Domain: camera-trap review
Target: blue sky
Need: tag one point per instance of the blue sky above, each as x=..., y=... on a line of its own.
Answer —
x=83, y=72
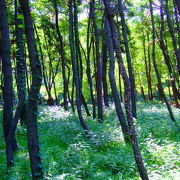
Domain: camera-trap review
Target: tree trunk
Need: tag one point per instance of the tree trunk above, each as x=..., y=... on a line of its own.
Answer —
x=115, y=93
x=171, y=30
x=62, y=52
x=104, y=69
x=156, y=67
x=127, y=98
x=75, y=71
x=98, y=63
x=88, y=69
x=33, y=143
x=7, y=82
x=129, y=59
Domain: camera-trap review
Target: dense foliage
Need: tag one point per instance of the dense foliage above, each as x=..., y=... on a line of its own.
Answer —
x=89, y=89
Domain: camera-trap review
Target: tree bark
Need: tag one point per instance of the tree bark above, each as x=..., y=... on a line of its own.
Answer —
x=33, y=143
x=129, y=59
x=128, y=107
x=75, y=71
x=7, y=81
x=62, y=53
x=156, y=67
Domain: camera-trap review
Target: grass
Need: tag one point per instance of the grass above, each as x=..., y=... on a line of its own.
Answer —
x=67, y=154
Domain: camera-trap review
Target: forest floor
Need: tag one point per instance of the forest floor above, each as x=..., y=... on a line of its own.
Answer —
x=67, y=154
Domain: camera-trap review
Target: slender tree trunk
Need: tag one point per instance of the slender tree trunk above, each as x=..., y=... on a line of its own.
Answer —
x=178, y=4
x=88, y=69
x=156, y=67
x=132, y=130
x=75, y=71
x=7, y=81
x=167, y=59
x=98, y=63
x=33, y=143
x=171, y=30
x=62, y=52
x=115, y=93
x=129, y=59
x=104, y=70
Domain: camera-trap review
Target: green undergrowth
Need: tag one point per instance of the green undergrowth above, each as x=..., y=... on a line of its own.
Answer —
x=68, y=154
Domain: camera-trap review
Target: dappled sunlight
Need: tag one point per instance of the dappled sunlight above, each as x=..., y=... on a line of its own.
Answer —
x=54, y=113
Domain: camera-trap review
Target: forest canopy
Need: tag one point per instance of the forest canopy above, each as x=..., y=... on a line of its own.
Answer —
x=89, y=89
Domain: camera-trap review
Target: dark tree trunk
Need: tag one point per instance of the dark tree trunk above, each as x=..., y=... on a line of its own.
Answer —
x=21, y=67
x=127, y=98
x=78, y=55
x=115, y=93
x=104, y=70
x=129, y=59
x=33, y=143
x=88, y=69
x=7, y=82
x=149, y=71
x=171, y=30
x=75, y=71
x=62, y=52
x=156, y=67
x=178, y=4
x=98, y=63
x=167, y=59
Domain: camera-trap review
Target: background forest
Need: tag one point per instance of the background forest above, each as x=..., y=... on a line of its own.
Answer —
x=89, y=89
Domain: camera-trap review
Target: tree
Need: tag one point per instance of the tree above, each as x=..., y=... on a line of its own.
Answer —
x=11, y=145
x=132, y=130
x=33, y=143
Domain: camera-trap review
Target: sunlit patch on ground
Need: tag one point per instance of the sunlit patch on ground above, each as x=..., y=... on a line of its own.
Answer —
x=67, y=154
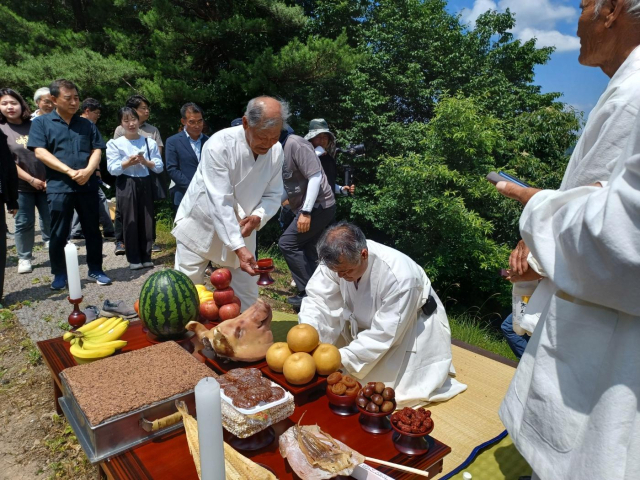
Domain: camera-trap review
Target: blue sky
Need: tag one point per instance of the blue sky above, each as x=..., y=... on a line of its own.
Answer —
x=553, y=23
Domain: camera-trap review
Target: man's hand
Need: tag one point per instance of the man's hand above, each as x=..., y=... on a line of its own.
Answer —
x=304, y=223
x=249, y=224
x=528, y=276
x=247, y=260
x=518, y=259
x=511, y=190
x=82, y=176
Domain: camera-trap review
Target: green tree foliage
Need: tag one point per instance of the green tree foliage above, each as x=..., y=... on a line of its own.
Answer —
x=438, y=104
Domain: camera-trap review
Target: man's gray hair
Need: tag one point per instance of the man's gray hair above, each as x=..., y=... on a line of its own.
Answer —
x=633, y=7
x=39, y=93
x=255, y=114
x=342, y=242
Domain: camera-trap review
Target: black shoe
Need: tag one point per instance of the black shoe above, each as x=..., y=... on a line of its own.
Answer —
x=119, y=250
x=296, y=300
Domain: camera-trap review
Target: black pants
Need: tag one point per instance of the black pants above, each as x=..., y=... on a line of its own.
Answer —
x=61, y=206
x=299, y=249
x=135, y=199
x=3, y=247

++++++++

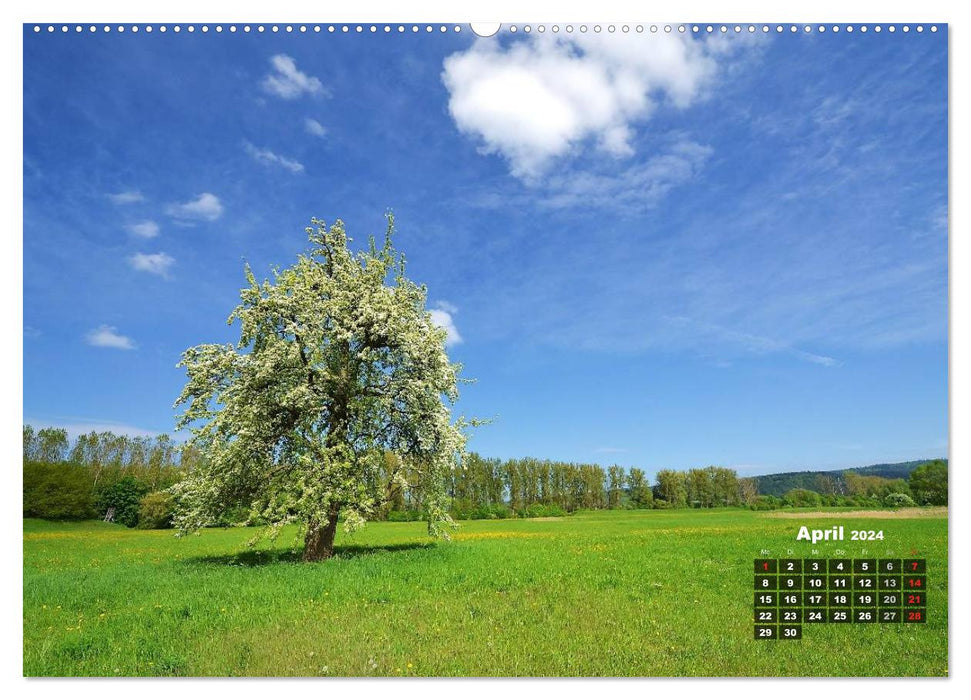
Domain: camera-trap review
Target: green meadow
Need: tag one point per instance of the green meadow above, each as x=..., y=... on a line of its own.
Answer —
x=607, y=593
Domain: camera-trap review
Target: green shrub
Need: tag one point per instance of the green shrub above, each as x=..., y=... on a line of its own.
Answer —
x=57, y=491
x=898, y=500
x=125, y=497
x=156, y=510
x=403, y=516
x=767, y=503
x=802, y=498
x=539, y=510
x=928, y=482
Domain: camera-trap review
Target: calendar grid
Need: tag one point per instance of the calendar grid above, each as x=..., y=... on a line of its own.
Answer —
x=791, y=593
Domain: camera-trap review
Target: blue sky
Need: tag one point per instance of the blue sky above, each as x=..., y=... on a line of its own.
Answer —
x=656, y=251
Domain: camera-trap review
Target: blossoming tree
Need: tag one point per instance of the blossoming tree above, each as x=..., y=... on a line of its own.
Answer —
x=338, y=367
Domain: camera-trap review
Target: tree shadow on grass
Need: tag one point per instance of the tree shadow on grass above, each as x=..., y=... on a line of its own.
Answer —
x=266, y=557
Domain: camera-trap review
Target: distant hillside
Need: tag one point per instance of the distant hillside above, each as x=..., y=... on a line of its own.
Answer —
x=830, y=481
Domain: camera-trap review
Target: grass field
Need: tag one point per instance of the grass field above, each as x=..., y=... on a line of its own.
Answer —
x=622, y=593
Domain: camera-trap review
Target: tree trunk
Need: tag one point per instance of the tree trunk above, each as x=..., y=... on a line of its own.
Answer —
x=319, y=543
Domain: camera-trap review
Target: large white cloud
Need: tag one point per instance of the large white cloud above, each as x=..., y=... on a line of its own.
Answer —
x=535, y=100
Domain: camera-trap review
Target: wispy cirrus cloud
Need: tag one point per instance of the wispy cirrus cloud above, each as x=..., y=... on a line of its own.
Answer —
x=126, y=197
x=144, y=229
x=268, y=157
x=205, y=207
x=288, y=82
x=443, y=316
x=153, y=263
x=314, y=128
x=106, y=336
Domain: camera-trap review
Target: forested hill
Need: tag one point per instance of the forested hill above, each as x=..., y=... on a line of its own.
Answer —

++++++++

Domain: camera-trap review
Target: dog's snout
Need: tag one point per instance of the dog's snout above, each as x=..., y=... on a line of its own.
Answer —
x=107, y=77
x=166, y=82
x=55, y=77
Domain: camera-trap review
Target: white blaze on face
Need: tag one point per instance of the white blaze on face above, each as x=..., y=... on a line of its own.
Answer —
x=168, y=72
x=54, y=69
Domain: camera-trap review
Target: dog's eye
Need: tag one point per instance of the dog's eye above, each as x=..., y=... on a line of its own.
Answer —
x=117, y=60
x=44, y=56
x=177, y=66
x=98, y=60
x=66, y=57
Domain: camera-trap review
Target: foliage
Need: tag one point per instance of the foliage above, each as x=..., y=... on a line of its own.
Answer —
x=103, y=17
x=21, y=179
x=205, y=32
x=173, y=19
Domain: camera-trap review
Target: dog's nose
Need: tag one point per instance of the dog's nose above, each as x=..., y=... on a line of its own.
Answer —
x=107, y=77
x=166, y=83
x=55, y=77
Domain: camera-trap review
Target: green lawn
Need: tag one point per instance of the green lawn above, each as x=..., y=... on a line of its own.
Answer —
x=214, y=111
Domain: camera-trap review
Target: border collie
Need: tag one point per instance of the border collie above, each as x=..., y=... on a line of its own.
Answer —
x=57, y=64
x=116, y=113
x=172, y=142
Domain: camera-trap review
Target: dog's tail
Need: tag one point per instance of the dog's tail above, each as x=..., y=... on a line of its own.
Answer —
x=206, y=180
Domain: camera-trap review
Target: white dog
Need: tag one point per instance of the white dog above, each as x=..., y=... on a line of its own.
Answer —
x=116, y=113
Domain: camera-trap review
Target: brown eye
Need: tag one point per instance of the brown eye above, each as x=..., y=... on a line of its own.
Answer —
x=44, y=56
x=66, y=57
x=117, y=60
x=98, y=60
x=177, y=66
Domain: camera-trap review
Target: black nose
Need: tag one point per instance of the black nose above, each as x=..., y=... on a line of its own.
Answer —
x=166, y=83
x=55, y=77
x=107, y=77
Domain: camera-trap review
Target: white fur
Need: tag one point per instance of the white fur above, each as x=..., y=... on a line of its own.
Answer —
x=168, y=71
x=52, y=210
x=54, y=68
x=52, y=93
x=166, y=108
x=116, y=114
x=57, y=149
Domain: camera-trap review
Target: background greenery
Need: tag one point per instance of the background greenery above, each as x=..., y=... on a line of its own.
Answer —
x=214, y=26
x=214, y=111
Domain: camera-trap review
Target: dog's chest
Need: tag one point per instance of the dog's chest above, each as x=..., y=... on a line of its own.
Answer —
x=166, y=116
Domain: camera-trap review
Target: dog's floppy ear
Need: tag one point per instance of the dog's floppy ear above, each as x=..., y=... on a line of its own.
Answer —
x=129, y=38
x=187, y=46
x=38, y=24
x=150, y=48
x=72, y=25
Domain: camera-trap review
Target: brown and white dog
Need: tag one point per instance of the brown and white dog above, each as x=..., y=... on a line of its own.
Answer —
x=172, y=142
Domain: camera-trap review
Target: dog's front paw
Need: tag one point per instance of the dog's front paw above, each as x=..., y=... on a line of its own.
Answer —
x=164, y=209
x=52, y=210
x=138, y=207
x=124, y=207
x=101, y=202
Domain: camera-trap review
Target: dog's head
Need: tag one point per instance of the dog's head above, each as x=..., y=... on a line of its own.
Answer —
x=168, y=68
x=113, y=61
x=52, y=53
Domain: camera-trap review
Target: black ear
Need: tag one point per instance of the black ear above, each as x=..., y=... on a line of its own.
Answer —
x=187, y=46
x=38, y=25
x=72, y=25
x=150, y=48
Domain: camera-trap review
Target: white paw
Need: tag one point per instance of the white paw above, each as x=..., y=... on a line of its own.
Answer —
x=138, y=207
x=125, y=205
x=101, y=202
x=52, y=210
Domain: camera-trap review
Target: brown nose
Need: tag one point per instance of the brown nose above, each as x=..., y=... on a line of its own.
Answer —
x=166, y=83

++++++++

### Exercise details
Look over the records above, and wherever a line contains the string "wispy", copy that line.

### Exercise response
Target: wispy cirrus cloud
Need: tag one point per instance of the wispy cirrus cloud above, each as x=..., y=... on a line of its own.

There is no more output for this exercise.